◆ **WRITTEN REQUEST**
Repeat the lines of the records word for word, starting with the line containing "pleat, that would be a great help." and going on through the end of the records. Omit the pictures from your answer.

Labeled region records
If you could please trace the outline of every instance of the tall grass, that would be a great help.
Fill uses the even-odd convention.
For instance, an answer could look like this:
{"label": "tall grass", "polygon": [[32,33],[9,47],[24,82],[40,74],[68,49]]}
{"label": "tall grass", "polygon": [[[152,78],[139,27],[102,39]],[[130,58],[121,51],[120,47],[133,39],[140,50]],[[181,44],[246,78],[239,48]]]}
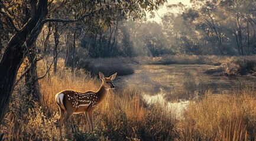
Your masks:
{"label": "tall grass", "polygon": [[[5,140],[59,140],[59,112],[55,94],[64,89],[96,90],[100,80],[82,70],[64,69],[40,80],[41,105],[34,107],[22,83],[15,87],[9,110],[0,131]],[[62,64],[61,64],[62,63]],[[38,70],[44,71],[43,65]],[[41,71],[41,70],[40,70]],[[246,84],[245,84],[246,86]],[[69,121],[74,140],[255,140],[256,89],[244,86],[229,95],[206,92],[190,101],[183,116],[162,102],[147,105],[142,93],[127,87],[108,93],[94,112],[95,129],[89,132],[83,114]],[[64,132],[64,130],[63,130]]]}
{"label": "tall grass", "polygon": [[[57,73],[51,72],[50,77],[40,80],[40,105],[29,107],[31,99],[24,98],[25,87],[16,87],[10,110],[0,126],[5,140],[59,140],[59,112],[54,101],[55,94],[64,89],[84,92],[99,88],[99,79],[86,72],[80,70],[72,74],[60,68]],[[158,106],[149,108],[141,96],[140,92],[130,88],[108,93],[94,112],[93,132],[89,131],[83,114],[74,115],[69,121],[72,140],[168,140],[176,137],[178,120],[173,116],[175,113]]]}
{"label": "tall grass", "polygon": [[218,96],[208,92],[202,100],[191,102],[182,121],[183,139],[255,140],[255,90],[247,88],[229,95]]}

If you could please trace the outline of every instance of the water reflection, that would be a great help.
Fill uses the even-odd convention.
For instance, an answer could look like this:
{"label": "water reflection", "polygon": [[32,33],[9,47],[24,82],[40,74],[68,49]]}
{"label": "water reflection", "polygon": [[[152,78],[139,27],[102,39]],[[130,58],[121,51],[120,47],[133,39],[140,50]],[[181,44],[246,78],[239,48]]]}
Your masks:
{"label": "water reflection", "polygon": [[226,94],[247,83],[252,85],[256,79],[250,76],[229,78],[210,76],[203,72],[215,66],[202,65],[134,65],[133,75],[119,77],[118,87],[130,86],[154,96],[165,93],[164,99],[190,99],[210,90],[213,94]]}

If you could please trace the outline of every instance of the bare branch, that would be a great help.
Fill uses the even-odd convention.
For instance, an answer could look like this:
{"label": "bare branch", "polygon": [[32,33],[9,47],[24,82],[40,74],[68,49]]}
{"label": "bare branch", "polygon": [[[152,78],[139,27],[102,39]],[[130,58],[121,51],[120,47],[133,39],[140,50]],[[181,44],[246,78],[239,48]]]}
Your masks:
{"label": "bare branch", "polygon": [[30,70],[30,69],[32,67],[32,64],[33,64],[35,62],[35,61],[37,61],[37,58],[35,58],[33,59],[33,61],[31,63],[30,63],[30,65],[27,68],[27,69],[21,75],[21,76],[20,76],[20,78],[18,79],[17,79],[16,82],[14,85],[14,86],[16,86],[19,82],[24,77],[25,75]]}
{"label": "bare branch", "polygon": [[85,14],[80,18],[75,19],[46,19],[42,21],[41,24],[44,24],[48,22],[64,22],[64,23],[72,23],[83,20],[85,18],[88,16],[92,16],[92,14]]}
{"label": "bare branch", "polygon": [[37,79],[36,79],[36,80],[38,80],[41,79],[42,79],[42,78],[44,78],[46,76],[46,75],[47,75],[48,73],[49,73],[49,72],[50,72],[50,69],[51,69],[51,66],[53,65],[53,62],[54,62],[55,59],[56,59],[57,56],[58,56],[59,53],[60,53],[60,51],[59,51],[59,52],[57,53],[56,55],[56,56],[54,56],[54,58],[53,58],[53,62],[51,62],[51,65],[50,65],[49,68],[48,68],[47,70],[46,70],[46,72],[43,75],[42,75],[42,76],[40,76],[40,77],[38,77]]}
{"label": "bare branch", "polygon": [[17,28],[16,28],[16,26],[14,25],[12,19],[6,12],[2,11],[0,11],[0,14],[2,14],[4,16],[7,18],[8,20],[11,23],[11,26],[19,35],[19,37],[21,38],[21,39],[24,40],[24,37],[21,35],[21,33],[20,33],[20,30]]}

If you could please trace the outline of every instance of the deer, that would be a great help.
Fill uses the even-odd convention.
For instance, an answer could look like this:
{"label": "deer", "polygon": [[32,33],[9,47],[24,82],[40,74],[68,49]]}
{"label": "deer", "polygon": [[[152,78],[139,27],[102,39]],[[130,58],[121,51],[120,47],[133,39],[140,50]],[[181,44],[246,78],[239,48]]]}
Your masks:
{"label": "deer", "polygon": [[88,90],[85,92],[79,92],[64,90],[56,95],[55,102],[60,109],[59,124],[61,140],[62,125],[64,123],[67,129],[68,120],[73,113],[84,113],[89,130],[91,132],[93,130],[93,111],[106,98],[109,89],[115,88],[113,80],[116,75],[116,72],[109,78],[106,78],[102,73],[99,72],[102,83],[97,92]]}

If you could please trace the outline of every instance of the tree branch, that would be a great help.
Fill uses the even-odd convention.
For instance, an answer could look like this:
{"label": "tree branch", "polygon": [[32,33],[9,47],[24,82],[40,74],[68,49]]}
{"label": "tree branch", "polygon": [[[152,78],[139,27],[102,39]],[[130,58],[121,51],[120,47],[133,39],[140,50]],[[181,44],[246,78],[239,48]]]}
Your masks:
{"label": "tree branch", "polygon": [[16,26],[14,25],[14,21],[12,19],[12,18],[5,12],[2,11],[0,11],[0,14],[2,14],[3,15],[4,15],[5,17],[7,18],[9,22],[11,23],[11,26],[14,29],[14,30],[16,31],[16,32],[18,33],[20,38],[21,38],[22,40],[24,40],[24,37],[21,35],[21,34],[20,33],[20,30],[18,29],[17,28],[16,28]]}
{"label": "tree branch", "polygon": [[44,78],[46,76],[46,75],[47,75],[48,73],[49,73],[49,72],[50,72],[50,69],[51,69],[51,66],[52,66],[53,64],[53,62],[54,62],[54,60],[55,60],[55,59],[56,59],[57,56],[58,56],[59,53],[60,53],[60,51],[59,51],[59,52],[57,53],[56,55],[56,56],[54,56],[54,58],[53,58],[53,62],[51,62],[51,65],[50,65],[50,66],[49,66],[49,68],[48,68],[47,70],[46,70],[46,72],[43,75],[42,75],[42,76],[40,76],[40,77],[38,77],[37,79],[36,79],[36,80],[38,80],[41,79],[42,79],[42,78]]}
{"label": "tree branch", "polygon": [[75,22],[82,21],[85,18],[88,17],[88,16],[91,16],[92,15],[93,15],[92,14],[85,14],[85,15],[82,16],[80,18],[75,19],[46,19],[43,20],[41,23],[41,24],[46,24],[46,22],[48,22],[72,23],[72,22]]}

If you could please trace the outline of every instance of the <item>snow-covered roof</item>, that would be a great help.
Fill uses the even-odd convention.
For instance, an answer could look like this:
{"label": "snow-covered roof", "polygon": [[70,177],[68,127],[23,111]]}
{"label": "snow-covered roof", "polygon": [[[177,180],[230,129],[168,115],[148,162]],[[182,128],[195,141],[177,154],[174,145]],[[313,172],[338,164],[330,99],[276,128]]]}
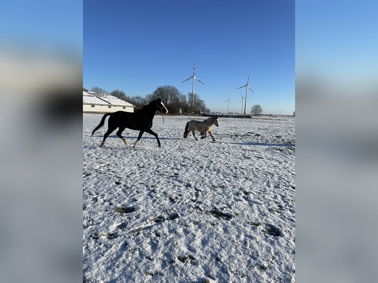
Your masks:
{"label": "snow-covered roof", "polygon": [[134,105],[124,100],[117,98],[107,93],[98,93],[83,90],[83,103],[109,105],[119,105],[128,107],[135,107]]}

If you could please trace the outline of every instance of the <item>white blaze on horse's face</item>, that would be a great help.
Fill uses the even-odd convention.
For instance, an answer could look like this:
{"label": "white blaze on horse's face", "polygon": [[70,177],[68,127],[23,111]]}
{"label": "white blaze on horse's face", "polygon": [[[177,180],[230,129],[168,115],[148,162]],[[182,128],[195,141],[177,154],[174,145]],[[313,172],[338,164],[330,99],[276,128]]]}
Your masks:
{"label": "white blaze on horse's face", "polygon": [[161,107],[161,113],[165,113],[166,114],[168,113],[168,109],[165,108],[165,106],[164,105],[164,103],[160,102],[160,107]]}

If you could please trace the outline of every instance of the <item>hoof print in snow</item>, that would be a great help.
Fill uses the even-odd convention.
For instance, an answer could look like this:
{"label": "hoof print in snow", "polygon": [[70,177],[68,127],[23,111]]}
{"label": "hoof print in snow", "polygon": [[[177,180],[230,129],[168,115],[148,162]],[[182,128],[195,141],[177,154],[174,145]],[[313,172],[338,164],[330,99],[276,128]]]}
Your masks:
{"label": "hoof print in snow", "polygon": [[151,276],[154,276],[157,275],[159,274],[158,271],[149,271],[146,273],[146,275],[150,275]]}
{"label": "hoof print in snow", "polygon": [[195,258],[193,256],[192,256],[190,254],[188,255],[181,255],[177,257],[177,259],[180,260],[181,262],[185,263],[187,259],[189,260],[189,262],[191,264],[193,264],[195,262]]}
{"label": "hoof print in snow", "polygon": [[135,210],[135,208],[129,207],[129,208],[121,208],[117,207],[115,209],[115,211],[118,213],[121,214],[125,213],[131,213]]}
{"label": "hoof print in snow", "polygon": [[251,222],[251,225],[253,225],[253,226],[257,227],[257,226],[260,226],[261,225],[261,223],[259,222]]}
{"label": "hoof print in snow", "polygon": [[282,233],[279,228],[270,224],[265,225],[265,229],[263,230],[263,233],[274,237],[281,237]]}
{"label": "hoof print in snow", "polygon": [[268,269],[268,267],[264,264],[260,264],[257,267],[257,269],[259,270],[266,270]]}
{"label": "hoof print in snow", "polygon": [[177,212],[173,212],[168,215],[168,219],[169,220],[173,220],[179,217],[179,213]]}
{"label": "hoof print in snow", "polygon": [[162,216],[159,215],[153,217],[151,220],[154,222],[159,223],[159,222],[163,221],[164,220],[164,218]]}
{"label": "hoof print in snow", "polygon": [[223,218],[226,220],[229,220],[232,218],[232,214],[229,213],[224,213],[217,209],[213,209],[210,211],[210,213],[214,217]]}
{"label": "hoof print in snow", "polygon": [[121,224],[117,225],[115,226],[117,229],[123,229],[127,226],[127,224],[126,222],[123,222]]}
{"label": "hoof print in snow", "polygon": [[102,234],[101,236],[106,237],[107,239],[115,239],[117,238],[117,235],[114,233],[107,233],[105,234]]}

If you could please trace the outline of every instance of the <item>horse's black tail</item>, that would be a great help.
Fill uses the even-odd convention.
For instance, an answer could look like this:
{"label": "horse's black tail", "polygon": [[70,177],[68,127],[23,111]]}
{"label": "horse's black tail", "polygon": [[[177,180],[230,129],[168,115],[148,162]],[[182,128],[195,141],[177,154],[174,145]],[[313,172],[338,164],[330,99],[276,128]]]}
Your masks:
{"label": "horse's black tail", "polygon": [[95,128],[95,129],[93,130],[93,131],[92,132],[92,135],[91,135],[91,137],[92,137],[93,135],[93,134],[94,134],[94,132],[96,132],[97,130],[100,129],[101,127],[104,126],[104,124],[105,123],[105,118],[110,115],[111,115],[113,114],[112,113],[107,113],[104,115],[102,119],[101,119],[101,122],[100,122],[100,124],[99,124],[98,126],[97,126],[96,128]]}
{"label": "horse's black tail", "polygon": [[188,138],[188,133],[189,133],[189,122],[187,123],[187,126],[185,127],[185,131],[184,132],[184,138]]}

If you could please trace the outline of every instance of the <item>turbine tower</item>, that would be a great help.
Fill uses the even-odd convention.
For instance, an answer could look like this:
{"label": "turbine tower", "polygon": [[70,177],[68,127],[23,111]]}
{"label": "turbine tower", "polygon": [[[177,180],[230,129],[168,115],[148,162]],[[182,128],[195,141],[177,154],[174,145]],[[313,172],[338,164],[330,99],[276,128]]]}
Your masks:
{"label": "turbine tower", "polygon": [[190,77],[187,78],[185,80],[183,80],[181,82],[183,83],[185,81],[187,81],[187,80],[190,79],[191,78],[193,78],[193,87],[192,88],[191,90],[191,108],[192,110],[193,109],[193,106],[194,104],[194,79],[196,79],[197,81],[198,81],[199,82],[202,83],[202,84],[205,84],[202,82],[201,82],[200,80],[199,80],[198,78],[197,78],[195,77],[195,63],[194,63],[194,67],[193,68],[193,75],[191,76]]}
{"label": "turbine tower", "polygon": [[240,101],[240,103],[241,103],[241,112],[240,112],[240,114],[243,114],[243,100],[244,99],[244,97],[243,96],[240,92],[239,93],[239,94],[240,94],[241,97],[241,100]]}
{"label": "turbine tower", "polygon": [[245,105],[244,105],[244,115],[247,114],[247,95],[248,93],[248,89],[252,91],[253,93],[255,93],[255,92],[253,91],[251,88],[248,86],[248,82],[249,81],[249,76],[250,75],[248,75],[248,79],[247,80],[247,84],[243,85],[243,86],[241,86],[240,87],[238,87],[236,89],[239,89],[239,88],[241,88],[242,87],[246,87],[245,88]]}
{"label": "turbine tower", "polygon": [[227,99],[227,100],[225,100],[223,102],[226,102],[226,101],[228,102],[228,105],[227,106],[227,114],[228,114],[228,113],[229,112],[229,111],[228,111],[228,108],[229,108],[229,96],[228,96],[228,99]]}

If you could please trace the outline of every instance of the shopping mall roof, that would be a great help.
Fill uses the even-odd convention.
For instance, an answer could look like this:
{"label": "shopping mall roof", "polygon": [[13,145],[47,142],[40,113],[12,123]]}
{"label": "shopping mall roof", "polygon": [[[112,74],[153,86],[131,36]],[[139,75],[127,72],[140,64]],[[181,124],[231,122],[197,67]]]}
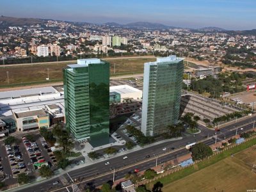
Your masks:
{"label": "shopping mall roof", "polygon": [[120,94],[126,94],[134,92],[141,92],[141,91],[127,84],[121,84],[118,86],[111,86],[109,87],[110,92],[116,92]]}
{"label": "shopping mall roof", "polygon": [[37,116],[38,117],[45,116],[46,113],[43,109],[36,109],[31,111],[24,111],[20,112],[15,112],[15,115],[17,118],[29,117],[32,116]]}

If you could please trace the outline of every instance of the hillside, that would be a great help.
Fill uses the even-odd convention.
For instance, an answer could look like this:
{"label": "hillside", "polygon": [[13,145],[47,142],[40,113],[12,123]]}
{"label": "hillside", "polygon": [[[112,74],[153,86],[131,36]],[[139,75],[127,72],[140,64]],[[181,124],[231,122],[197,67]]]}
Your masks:
{"label": "hillside", "polygon": [[44,20],[40,19],[17,18],[1,15],[0,17],[0,22],[2,22],[3,24],[8,26],[22,26],[26,25],[42,24],[44,22]]}

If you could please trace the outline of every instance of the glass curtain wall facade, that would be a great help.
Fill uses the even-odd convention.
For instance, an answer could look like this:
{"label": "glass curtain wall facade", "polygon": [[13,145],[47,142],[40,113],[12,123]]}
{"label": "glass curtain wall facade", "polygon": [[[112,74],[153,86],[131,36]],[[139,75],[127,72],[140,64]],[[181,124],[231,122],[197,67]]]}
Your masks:
{"label": "glass curtain wall facade", "polygon": [[144,65],[141,131],[146,136],[168,132],[179,119],[184,65],[175,56]]}
{"label": "glass curtain wall facade", "polygon": [[81,60],[63,69],[66,127],[76,140],[100,146],[109,143],[109,64]]}

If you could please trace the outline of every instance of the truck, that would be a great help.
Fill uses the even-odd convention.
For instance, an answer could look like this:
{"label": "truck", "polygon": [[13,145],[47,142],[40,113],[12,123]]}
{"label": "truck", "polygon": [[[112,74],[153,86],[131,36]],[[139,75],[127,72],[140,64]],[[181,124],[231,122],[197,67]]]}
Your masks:
{"label": "truck", "polygon": [[190,144],[188,144],[187,145],[185,146],[185,148],[186,149],[189,149],[192,146],[196,145],[196,142],[194,142]]}

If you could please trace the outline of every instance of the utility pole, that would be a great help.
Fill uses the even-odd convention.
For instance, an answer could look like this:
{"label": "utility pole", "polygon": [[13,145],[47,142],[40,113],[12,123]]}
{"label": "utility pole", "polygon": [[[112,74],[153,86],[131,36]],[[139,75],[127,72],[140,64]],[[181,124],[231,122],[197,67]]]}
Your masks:
{"label": "utility pole", "polygon": [[189,73],[188,74],[188,79],[187,79],[187,92],[188,89],[188,81],[189,81]]}
{"label": "utility pole", "polygon": [[9,81],[9,72],[6,71],[6,75],[7,75],[7,83],[9,84],[10,81]]}
{"label": "utility pole", "polygon": [[47,68],[47,76],[48,76],[48,80],[50,79],[49,76],[49,68]]}
{"label": "utility pole", "polygon": [[217,132],[215,132],[216,137],[215,137],[215,144],[217,143]]}
{"label": "utility pole", "polygon": [[188,54],[188,58],[187,58],[187,66],[188,66],[188,56],[189,56],[189,54]]}
{"label": "utility pole", "polygon": [[115,182],[115,168],[114,168],[114,172],[113,172],[113,182]]}

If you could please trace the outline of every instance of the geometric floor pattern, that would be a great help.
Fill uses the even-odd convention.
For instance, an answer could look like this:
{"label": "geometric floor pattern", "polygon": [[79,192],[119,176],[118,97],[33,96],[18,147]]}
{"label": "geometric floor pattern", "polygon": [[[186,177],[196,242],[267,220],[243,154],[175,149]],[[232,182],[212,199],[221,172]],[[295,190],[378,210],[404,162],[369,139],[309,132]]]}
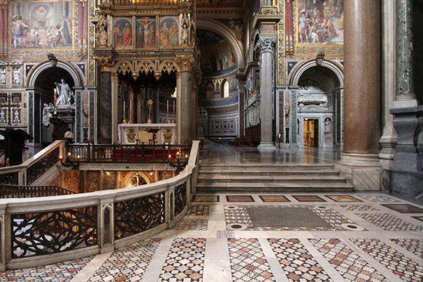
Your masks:
{"label": "geometric floor pattern", "polygon": [[115,250],[89,281],[141,279],[161,241],[159,238],[145,240]]}
{"label": "geometric floor pattern", "polygon": [[423,266],[379,240],[350,239],[378,262],[385,266],[403,281],[423,279]]}
{"label": "geometric floor pattern", "polygon": [[297,239],[268,239],[287,277],[293,281],[333,281]]}
{"label": "geometric floor pattern", "polygon": [[310,239],[314,247],[347,281],[389,281],[339,239]]}
{"label": "geometric floor pattern", "polygon": [[70,281],[92,260],[93,256],[38,267],[0,272],[0,281]]}
{"label": "geometric floor pattern", "polygon": [[[201,198],[173,228],[152,238],[110,253],[0,272],[0,281],[423,281],[423,213],[383,204],[413,211],[423,206],[382,194],[307,194],[326,201],[307,203],[298,202],[294,196],[306,198],[297,194],[239,194],[213,195],[219,202]],[[255,200],[232,204],[227,196]],[[255,226],[251,208],[277,216],[299,208],[329,227]]]}
{"label": "geometric floor pattern", "polygon": [[228,240],[234,281],[275,281],[257,239]]}
{"label": "geometric floor pattern", "polygon": [[202,281],[206,240],[176,238],[158,282]]}

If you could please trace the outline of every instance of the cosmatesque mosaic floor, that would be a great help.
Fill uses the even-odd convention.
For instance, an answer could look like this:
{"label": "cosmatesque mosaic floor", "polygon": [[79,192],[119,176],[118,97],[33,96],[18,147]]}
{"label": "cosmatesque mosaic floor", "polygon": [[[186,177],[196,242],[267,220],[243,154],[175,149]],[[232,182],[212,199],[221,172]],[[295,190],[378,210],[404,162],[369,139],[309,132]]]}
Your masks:
{"label": "cosmatesque mosaic floor", "polygon": [[416,203],[358,192],[193,200],[182,221],[154,238],[9,270],[0,281],[423,281],[423,207]]}

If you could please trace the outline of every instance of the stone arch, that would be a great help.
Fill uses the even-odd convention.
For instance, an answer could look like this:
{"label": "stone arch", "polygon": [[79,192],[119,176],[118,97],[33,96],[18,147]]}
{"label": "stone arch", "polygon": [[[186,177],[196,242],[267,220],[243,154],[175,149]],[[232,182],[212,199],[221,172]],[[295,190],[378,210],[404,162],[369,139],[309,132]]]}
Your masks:
{"label": "stone arch", "polygon": [[134,72],[134,67],[132,63],[129,61],[122,60],[116,63],[113,68],[113,72],[121,72],[123,74],[127,73],[131,73]]}
{"label": "stone arch", "polygon": [[37,80],[37,78],[38,75],[46,69],[50,67],[59,67],[66,70],[73,80],[73,83],[74,85],[73,87],[82,86],[83,85],[83,80],[79,75],[78,72],[73,66],[62,61],[58,61],[55,67],[52,66],[51,63],[48,61],[46,61],[40,63],[31,69],[31,71],[25,79],[24,87],[27,88],[34,88],[35,86],[35,82]]}
{"label": "stone arch", "polygon": [[135,71],[141,74],[154,74],[156,72],[156,66],[151,61],[142,61],[135,67]]}
{"label": "stone arch", "polygon": [[245,67],[245,64],[242,52],[242,42],[236,39],[232,30],[223,23],[210,19],[207,20],[198,19],[196,24],[197,29],[210,30],[220,34],[224,37],[232,46],[235,54],[236,54],[236,59],[238,62],[238,68],[242,69]]}
{"label": "stone arch", "polygon": [[158,71],[168,74],[175,74],[180,71],[177,64],[170,60],[163,62],[159,67]]}
{"label": "stone arch", "polygon": [[316,63],[315,59],[311,59],[300,64],[296,67],[295,69],[291,72],[288,78],[288,81],[290,85],[298,85],[300,79],[305,71],[312,67],[318,67],[326,70],[332,75],[333,78],[336,79],[334,80],[336,84],[341,87],[343,87],[343,67],[334,61],[325,59],[321,65],[319,66]]}
{"label": "stone arch", "polygon": [[141,171],[133,171],[132,173],[129,173],[127,177],[125,177],[125,179],[123,181],[123,187],[133,187],[134,185],[131,183],[131,178],[134,177],[136,178],[138,177],[141,177],[145,182],[146,184],[150,184],[151,183],[151,180],[148,175],[144,172]]}

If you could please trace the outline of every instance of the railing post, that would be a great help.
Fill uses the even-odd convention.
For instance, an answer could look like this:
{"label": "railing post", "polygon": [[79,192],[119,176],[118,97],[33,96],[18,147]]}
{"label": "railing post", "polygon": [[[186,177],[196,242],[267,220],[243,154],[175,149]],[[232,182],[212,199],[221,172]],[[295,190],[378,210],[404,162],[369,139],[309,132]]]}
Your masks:
{"label": "railing post", "polygon": [[101,253],[114,250],[114,198],[116,194],[107,197],[99,196],[97,212],[97,239]]}
{"label": "railing post", "polygon": [[10,223],[10,216],[6,213],[7,204],[0,205],[0,230],[2,235],[0,238],[2,251],[0,252],[0,271],[6,271],[6,266],[12,257],[12,244],[10,243],[12,232]]}

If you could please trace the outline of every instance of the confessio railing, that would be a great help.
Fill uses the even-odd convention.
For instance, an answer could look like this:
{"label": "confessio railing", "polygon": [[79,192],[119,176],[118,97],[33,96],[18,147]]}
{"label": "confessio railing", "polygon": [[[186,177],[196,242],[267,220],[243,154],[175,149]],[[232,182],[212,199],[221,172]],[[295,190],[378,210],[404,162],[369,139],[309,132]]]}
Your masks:
{"label": "confessio railing", "polygon": [[[0,168],[0,271],[111,251],[172,227],[186,213],[196,184],[199,141],[189,146],[148,146],[170,151],[170,159],[186,152],[186,166],[177,177],[84,194],[39,185],[63,168],[61,156],[83,151],[80,145],[71,147],[56,141],[20,166]],[[86,147],[86,152],[92,149]],[[115,154],[125,150],[118,145],[101,147]],[[89,161],[83,154],[80,156],[81,162]]]}

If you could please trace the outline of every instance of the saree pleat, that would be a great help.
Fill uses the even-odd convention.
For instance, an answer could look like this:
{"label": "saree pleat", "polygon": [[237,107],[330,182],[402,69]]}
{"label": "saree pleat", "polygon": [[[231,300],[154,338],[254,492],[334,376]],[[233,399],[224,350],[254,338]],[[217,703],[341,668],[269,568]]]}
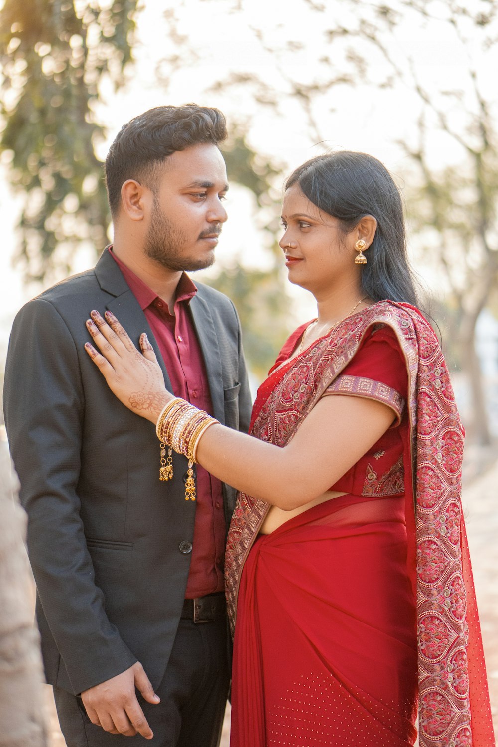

◆ **REPLY**
If you could please trace the outline of every instance of the saree pleat, that would be a great help.
Fill uses the even-odd convention.
For instance, an answer could look like this:
{"label": "saree pleat", "polygon": [[237,107],[330,182],[402,69]]}
{"label": "saree pleat", "polygon": [[[231,300],[154,338],[254,492],[334,376]],[[233,399],[224,350],[254,338]],[[217,703],[341,668],[269,568]]]}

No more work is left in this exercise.